Reading text

###

Developing Resilience and Self-Efficacy with Case-based Instruction 

In order to better prepare PTs for supporting trauma-affected learners, it is important that teacher preparation programs structure opportunities for PTs to practice TIIP in a manner that promotes self-efficacy and resilience-building. Tait (2008) suggested that resilience and self-efficacy can be developed through case-based instruction in which PTs respond to challenging teaching situations. Case-based instruction engages learners in reasoning through a complex problem that is anchored in a real-world scenario. Learners engage in an iterative cycle of providing interpretive explanations of the problem, recalling similarities of the problem to prior cases, strategizing/applying a solution, and evaluating the results (Riesbeck & Schank, 1989).

There are two types of case-based instruction approaches: goal-based and design-based. A goal-based case presents a real-world scenario and places learners in a professional role in which they are required to achieve a goal. As the case scenario unfolds, learners acquire requisite knowledge and skills for goal completion (Schank, 1996). For example, a goal-based case for TIIP might engage PTs in recognizing signs of a trauma affected learner, infer causes and effects of the student’s trauma-responses, and make recommendations for behavioral, cognitive, and environmental supports. The other type of case utilizes a design-based scenario (Kolodner et al., 1998). Activities are organized around building a product or completing a project. What is designed becomes an artifact of one’s learning, a representation of applied knowledge and skills acquired in-situ (Savery, 2018). A design-based case focused on applying TIIP might guide PTs in the development and implementation of an intervention plan for supporting a trauma-affected learner, resulting in a case record for addressing similar situations in the future.

###

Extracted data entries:
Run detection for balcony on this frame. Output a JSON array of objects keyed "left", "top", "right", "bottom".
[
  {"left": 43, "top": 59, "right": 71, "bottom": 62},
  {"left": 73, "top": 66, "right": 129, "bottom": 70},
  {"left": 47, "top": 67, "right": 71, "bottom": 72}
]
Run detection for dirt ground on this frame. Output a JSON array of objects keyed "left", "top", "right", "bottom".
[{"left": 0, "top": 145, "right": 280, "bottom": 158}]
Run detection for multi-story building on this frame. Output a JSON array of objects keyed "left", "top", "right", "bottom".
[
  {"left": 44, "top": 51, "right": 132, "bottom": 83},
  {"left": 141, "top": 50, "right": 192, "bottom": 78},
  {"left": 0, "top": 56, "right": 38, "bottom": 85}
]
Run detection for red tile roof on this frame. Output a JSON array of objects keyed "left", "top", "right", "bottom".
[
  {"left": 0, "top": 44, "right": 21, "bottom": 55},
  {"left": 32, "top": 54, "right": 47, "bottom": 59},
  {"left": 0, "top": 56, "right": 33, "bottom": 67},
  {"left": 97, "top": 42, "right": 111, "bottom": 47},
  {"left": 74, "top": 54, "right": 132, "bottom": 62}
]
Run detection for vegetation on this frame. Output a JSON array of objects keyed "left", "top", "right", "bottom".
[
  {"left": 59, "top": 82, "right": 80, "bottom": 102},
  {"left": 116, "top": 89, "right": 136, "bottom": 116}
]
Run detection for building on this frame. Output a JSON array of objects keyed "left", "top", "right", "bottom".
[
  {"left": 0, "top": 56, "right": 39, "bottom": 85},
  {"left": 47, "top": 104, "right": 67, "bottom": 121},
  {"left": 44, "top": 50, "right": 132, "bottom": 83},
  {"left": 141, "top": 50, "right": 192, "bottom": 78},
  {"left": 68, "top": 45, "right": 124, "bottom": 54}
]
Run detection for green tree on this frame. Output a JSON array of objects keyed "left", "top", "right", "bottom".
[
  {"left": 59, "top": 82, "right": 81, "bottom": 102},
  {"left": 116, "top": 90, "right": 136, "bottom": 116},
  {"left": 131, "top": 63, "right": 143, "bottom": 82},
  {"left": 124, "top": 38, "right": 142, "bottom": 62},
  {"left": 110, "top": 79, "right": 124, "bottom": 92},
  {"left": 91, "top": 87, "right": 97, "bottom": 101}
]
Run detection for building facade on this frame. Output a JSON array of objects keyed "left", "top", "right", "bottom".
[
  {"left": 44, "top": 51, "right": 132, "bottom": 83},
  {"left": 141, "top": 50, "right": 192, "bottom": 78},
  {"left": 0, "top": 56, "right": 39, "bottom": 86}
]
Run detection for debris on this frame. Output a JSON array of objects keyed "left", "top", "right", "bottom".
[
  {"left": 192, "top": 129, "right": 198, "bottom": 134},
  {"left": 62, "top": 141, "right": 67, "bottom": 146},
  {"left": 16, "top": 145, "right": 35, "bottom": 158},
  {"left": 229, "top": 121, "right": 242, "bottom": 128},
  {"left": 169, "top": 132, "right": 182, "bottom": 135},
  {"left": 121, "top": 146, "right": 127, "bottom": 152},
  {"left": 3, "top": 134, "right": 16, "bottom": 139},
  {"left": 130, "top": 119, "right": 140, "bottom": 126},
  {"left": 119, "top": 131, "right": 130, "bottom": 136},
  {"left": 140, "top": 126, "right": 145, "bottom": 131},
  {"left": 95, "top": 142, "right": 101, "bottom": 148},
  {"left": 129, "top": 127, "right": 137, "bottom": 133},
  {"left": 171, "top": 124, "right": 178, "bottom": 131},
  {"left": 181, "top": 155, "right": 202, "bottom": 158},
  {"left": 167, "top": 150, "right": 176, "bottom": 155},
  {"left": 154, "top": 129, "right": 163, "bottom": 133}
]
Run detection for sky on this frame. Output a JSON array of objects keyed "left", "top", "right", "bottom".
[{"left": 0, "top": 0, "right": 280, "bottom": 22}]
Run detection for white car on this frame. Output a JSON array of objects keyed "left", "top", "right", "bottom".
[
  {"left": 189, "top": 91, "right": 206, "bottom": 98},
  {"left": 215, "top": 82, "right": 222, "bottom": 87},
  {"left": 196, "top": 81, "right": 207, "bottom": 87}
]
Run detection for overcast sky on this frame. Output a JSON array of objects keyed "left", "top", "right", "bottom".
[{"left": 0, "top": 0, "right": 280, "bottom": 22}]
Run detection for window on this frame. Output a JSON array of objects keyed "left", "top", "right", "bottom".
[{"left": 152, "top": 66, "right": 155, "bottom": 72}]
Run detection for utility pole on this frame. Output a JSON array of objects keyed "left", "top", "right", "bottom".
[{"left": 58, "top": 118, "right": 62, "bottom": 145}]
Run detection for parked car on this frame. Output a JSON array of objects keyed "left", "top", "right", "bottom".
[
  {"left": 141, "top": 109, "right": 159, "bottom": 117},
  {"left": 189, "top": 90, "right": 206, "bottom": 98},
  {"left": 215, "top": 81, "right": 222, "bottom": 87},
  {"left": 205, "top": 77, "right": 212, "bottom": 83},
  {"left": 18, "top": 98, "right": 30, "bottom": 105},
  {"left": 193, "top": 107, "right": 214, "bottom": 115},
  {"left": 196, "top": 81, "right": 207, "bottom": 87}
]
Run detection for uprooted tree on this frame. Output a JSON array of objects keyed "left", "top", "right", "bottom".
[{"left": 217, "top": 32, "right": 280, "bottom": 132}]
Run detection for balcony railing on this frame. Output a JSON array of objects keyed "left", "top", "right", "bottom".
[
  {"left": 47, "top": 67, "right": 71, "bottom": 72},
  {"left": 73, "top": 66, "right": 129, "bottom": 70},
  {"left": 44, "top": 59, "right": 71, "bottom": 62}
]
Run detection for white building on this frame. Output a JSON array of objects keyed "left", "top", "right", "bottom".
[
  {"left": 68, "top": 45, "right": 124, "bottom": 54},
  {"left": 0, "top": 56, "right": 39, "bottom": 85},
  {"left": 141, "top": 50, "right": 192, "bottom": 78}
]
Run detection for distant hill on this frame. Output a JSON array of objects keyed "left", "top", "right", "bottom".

###

Exercise set
(A) According to the passage on case-based instruction, what are the two types of case-based instruction approaches?
(B) Rewrite the passage on case-based instruction, starting with "In order to" and going on through "(Riesbeck & Schank, 1989).", so that "preservice teachers" takes the place of "PTs".

Solved problems
(A) Goal-based and design-based.

(B)
In order to better prepare preservice teachers for supporting trauma-affected learners, it is important that teacher preparation programs structure opportunities for preservice teachers to practice TIIP in a manner that promotes self-efficacy and resilience-building. Tait (2008) suggested that resilience and self-efficacy can be developed through case-based instruction in which preservice teachers respond to challenging teaching situations. Case-based instruction engages learners in reasoning through a complex problem that is anchored in a real-world scenario. Learners engage in an iterative cycle of providing interpretive explanations of the problem, recalling similarities of the problem to prior cases, strategizing/applying a solution, and evaluating the results (Riesbeck & Schank, 1989).